▶ [Passage shown]:
+++
A first option to define return periods is to look at the drought in a univariate manner. Each of the variables under study, e.g. discharge deficit or precipitation deficit duration, is then considered individually in a univariate frequency analysis using the classical definition of a return period (T=1/p, where p is the non-exceedance probability). A second option is the use of multivariate return periods, where different variables are jointly considered in a multivariate probabilistic framework (Salvadori and Michele2015; Brunner et al.2016). Serinaldi (2016) highlighted that the return period computed for a certain event strongly depends on the choice of the type of return period chosen for the analysis. Univariate frequency analysis provides different information than multivariate analysis, which hinders the formation of a single set of conclusions on the rarity of an event. The choice of one type of frequency analysis over another should be made based on the problem at hand, which is not always straightforward to define because there is no consensus on which drought variable/characteristic best represents drought impacts for a given sector (Bachmair et al.2016). For some sectors, a univariate analysis might be sufficient; e.g. discharge deficit is the main variable of interest for hydropower because it determines reservoir inflow. For other sectors, e.g. agriculture, where discharge is sometimes used for irrigation once soil water storage has been depleted, a bivariate assessment might be more informative. A univariate analysis enables the comparison of event extremeness in terms of individual variables, while the aim of a multivariate analysis is to provide a more comprehensive assessment of extremeness. If one chooses to work in a bi- or multivariate framework, one needs to understand and model the interdependence between individual variables, as well as their marginal distributions (Serinaldi2015).
+++
▶ [Given instruction]: Carry on the passage about drought return periods, picking up right after its final sentence. The entries after this are not needed.

(Point labeling examples)
+++
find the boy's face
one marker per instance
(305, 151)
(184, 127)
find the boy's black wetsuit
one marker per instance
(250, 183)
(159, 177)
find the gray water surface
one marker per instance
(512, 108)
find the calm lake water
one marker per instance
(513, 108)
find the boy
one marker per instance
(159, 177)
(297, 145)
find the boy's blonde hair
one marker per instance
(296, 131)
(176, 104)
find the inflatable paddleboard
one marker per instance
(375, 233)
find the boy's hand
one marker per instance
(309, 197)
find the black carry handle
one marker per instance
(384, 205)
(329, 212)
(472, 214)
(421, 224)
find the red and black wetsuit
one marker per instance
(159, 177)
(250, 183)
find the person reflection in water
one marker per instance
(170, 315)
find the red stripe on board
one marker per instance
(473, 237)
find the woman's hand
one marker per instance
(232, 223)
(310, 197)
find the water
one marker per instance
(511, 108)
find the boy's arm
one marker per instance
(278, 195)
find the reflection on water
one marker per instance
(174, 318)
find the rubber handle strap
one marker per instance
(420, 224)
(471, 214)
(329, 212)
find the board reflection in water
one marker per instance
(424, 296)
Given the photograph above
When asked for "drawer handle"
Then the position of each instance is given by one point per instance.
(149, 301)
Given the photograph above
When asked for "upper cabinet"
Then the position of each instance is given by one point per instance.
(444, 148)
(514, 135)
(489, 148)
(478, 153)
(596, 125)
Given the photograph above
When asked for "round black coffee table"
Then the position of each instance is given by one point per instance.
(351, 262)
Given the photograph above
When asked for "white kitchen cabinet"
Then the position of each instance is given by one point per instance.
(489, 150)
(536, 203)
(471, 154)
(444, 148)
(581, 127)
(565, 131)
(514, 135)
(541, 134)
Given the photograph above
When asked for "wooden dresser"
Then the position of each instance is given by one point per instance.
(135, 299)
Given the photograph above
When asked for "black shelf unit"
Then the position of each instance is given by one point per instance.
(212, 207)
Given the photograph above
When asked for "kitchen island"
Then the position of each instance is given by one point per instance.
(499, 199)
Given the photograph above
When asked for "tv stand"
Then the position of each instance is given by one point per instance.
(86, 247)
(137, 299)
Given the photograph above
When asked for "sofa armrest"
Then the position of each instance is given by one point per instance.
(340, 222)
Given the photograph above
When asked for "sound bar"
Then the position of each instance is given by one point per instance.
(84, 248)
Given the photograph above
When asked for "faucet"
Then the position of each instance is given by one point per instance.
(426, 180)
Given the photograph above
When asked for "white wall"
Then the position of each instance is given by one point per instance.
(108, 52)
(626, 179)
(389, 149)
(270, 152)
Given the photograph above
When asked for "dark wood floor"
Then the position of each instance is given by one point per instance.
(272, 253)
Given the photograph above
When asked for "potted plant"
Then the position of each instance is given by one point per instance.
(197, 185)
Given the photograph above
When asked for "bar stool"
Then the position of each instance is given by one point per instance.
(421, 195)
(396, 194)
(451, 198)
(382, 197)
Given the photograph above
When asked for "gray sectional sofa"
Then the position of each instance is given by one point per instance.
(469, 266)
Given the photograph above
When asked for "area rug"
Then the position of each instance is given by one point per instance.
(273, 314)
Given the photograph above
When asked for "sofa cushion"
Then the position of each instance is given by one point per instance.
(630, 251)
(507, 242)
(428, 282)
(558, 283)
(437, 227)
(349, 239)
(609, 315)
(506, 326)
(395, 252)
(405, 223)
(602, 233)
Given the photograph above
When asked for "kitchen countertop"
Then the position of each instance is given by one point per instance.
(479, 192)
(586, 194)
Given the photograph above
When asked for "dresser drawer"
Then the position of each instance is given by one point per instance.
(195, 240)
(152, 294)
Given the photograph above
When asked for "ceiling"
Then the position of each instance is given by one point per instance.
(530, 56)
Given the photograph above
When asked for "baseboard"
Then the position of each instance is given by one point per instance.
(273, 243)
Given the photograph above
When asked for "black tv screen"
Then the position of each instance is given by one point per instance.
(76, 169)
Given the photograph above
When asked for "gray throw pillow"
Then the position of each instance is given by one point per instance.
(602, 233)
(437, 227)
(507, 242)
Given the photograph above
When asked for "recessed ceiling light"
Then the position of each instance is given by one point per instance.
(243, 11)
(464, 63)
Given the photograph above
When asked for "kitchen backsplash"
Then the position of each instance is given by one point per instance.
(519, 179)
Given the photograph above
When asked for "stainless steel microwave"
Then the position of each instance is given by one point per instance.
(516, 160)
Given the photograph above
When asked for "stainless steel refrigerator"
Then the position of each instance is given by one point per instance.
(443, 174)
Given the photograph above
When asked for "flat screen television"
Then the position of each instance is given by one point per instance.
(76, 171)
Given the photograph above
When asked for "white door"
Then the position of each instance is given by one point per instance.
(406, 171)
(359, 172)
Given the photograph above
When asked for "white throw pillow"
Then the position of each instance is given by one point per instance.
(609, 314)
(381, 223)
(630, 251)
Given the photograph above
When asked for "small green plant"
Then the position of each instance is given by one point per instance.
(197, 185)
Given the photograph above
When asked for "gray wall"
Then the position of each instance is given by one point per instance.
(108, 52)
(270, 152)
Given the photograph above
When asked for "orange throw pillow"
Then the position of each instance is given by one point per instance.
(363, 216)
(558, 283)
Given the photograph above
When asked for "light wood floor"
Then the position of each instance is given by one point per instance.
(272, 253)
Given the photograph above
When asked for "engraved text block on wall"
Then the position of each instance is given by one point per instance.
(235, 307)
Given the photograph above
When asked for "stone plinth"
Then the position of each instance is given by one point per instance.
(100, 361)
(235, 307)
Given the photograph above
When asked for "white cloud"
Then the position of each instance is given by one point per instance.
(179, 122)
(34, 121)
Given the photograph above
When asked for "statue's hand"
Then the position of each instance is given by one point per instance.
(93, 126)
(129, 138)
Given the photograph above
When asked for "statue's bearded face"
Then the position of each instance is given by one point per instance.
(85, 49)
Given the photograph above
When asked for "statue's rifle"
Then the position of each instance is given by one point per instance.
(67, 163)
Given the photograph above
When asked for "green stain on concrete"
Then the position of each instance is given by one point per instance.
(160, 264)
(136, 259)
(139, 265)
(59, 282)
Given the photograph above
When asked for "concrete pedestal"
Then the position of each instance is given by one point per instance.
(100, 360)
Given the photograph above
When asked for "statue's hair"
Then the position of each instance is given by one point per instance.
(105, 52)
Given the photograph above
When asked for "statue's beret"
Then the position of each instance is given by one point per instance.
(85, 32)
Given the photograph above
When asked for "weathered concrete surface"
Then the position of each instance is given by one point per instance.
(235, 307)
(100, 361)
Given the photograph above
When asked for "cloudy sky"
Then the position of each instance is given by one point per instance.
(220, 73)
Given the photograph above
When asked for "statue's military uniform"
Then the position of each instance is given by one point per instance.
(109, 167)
+++
▶ [Expected output]:
In this study, the question “how extreme was the 2018 drought event in Switzerland compared to the 2003 and 2015 events?” was addressed, by looking at the four variables precipitation, discharge, soil moisture, and low-flow storage. For each of these variables, the two characteristics deficit and deficit duration were considered. This resulted in a set of eight drought variables considered in the analyses: (i) precipitation deficit duration, (ii) precipitation deficit, (iii) discharge deficit duration, (iv) discharge deficit, (v) soil moisture deficit duration, (vi) soil moisture deficit, (vii) low-flow storage deficit duration, and (viii) low-flow storage deficit. On the one hand, each variable was investigated individually to identify the variables most affected by the 2018 event. On the other hand, pairs of variables, which jointly affect certain sectors, were considered to get a more comprehensive estimate of the severity of the event. This combination of univariate and bivariate frequency analyses facilitated an integrative assessment of the severity of the 2018 event and how it compared to past events.

2 Study area

Switzerland is characterized by variable topography, with high elevations in the Alps and the Jura but low elevations in the Swiss Plateau region (Fig. 1), which is associated with diverse hydro-meteorological conditions. The Alps region is characterized by comparably high precipitation rates and therefore high discharge, while precipitation and discharge are lower in the Swiss Plateau region. Discharge varies not only spatially but also temporally depending on the hydrological regime type (Brunner et al.2019b). The Alps have a melt-dominated regime with a winter low-flow season and a summer high-flow season. The Swiss Plateau, the Jura, and southern Switzerland have rainfall-dominated regimes with high flow in winter and low flow in summer. The Alps region is therefore mostly affected by winter droughts, while the remaining regions are affected by summer droughts.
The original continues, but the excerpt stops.